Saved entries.
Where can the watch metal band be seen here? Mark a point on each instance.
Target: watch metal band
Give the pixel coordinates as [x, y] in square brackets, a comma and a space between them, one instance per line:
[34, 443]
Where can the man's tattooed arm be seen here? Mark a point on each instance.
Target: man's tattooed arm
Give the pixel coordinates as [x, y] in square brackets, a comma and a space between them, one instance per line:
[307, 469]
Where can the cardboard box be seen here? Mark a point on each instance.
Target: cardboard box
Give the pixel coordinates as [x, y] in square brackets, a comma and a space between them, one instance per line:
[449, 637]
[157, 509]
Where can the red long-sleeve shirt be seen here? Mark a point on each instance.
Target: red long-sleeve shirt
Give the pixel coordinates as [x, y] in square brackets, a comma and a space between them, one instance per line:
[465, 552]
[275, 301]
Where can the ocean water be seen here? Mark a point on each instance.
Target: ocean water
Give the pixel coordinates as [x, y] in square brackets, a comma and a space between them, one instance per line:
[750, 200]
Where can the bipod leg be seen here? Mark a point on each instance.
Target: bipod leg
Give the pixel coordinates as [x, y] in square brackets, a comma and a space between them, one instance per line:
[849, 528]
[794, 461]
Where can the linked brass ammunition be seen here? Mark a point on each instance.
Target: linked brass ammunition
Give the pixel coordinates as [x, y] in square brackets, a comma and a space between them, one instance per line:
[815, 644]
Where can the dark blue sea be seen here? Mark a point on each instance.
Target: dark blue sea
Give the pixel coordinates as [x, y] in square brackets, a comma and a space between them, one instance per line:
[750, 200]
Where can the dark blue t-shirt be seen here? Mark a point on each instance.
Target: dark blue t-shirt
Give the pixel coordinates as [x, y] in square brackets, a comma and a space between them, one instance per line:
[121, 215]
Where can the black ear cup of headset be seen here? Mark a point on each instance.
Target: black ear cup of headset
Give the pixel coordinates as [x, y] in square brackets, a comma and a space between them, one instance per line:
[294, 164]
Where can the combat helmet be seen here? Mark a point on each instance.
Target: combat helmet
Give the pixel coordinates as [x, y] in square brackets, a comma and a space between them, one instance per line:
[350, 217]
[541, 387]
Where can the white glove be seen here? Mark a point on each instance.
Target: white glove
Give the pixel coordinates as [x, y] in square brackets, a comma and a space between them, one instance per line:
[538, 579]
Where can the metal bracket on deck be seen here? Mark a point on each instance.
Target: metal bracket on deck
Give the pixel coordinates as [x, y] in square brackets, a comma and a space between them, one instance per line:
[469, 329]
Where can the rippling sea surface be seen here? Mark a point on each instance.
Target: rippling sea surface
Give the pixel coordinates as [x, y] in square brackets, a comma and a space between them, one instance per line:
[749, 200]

Stated problem.
Repeat all of the records above exactly as they appear.

Written solution.
Where can the watch metal band be seen here? Mark a point on each instance.
Target: watch metal band
Give the pixel coordinates as [x, y] in square brackets, a comma and a space between them, one instance per line:
[34, 443]
Where can the man's tattooed arm be seen here? Mark a point on each instance.
Target: man's tattooed arm
Give the pixel coordinates as [x, y] in square brackets, a comma and a space between them, one instance per line:
[307, 469]
Where can the cardboard box be seen here? Mark a point on each instance.
Target: cardboard box
Give the pixel coordinates as [x, y] in square brackets, a comma and a space between them, one instance per line:
[449, 637]
[157, 509]
Where can the red long-sleeve shirt be seen here? Mark a point on each instance.
Target: red long-sleeve shirt
Give the pixel coordinates as [x, y] in square brackets, a comma and a space between them, one instance per line:
[465, 552]
[275, 301]
Where can the ocean water be seen here? Mark a point on each instance.
Target: ocean water
Give the pixel coordinates as [x, y] in square brackets, a comma and a space between them, one instance per line:
[750, 200]
Where can the bipod leg be seen here? Mark a point on each instance.
Target: bipod leg
Give the pixel coordinates as [x, y] in square brackets, a comma and a space between them, one instance per line:
[849, 528]
[794, 461]
Where can the linked brass ammunition be seen here? Mark a point on each instance.
Target: linked brass ammunition
Give the pixel coordinates as [x, y] in square brackets, a comma and a space between them, one instance per line:
[815, 644]
Where can the dark blue sea be seen here? Mark a point on each instance.
Target: dark blue sea
Give the pixel coordinates as [x, y] in square brackets, a comma and a space between them, one instance per line:
[750, 200]
Where can the dark blue t-shirt be seen here? Mark a point on each instance.
Target: dark blue t-shirt
Give the pixel coordinates as [x, y] in square brackets, a comma and a space between them, one instance per line:
[121, 215]
Where can the black ear cup of headset be seen here? Mark a point on each instance.
Target: black ear cup of headset
Give the pixel coordinates as [x, y] in square brackets, a comma and a space between them, one instance per line:
[294, 164]
Where can the combat helmet be seen here? Mark a point on each instance.
Target: combat helmet
Give the pixel coordinates as [x, y] in square brackets, a comma and a space between them, one instance per line:
[350, 217]
[541, 387]
Where can the white glove be seen here? Mark a point on each instance.
Target: white glove
Give the pixel coordinates as [x, y] in square brackets, a comma and a space between them, one instance per line:
[538, 579]
Where can the metal bracket on deck be seen here? Mark a point on each instance.
Target: metal bracket on deck
Give the pixel coordinates as [x, y] in square brackets, a comma and a space between them, one instance per line:
[469, 329]
Where can the rippling sea surface be seen here? Mark a point on each instance.
Target: rippling sea surface
Give the pixel coordinates as [x, y] in square brackets, a comma and a space between them, one instance per line:
[749, 200]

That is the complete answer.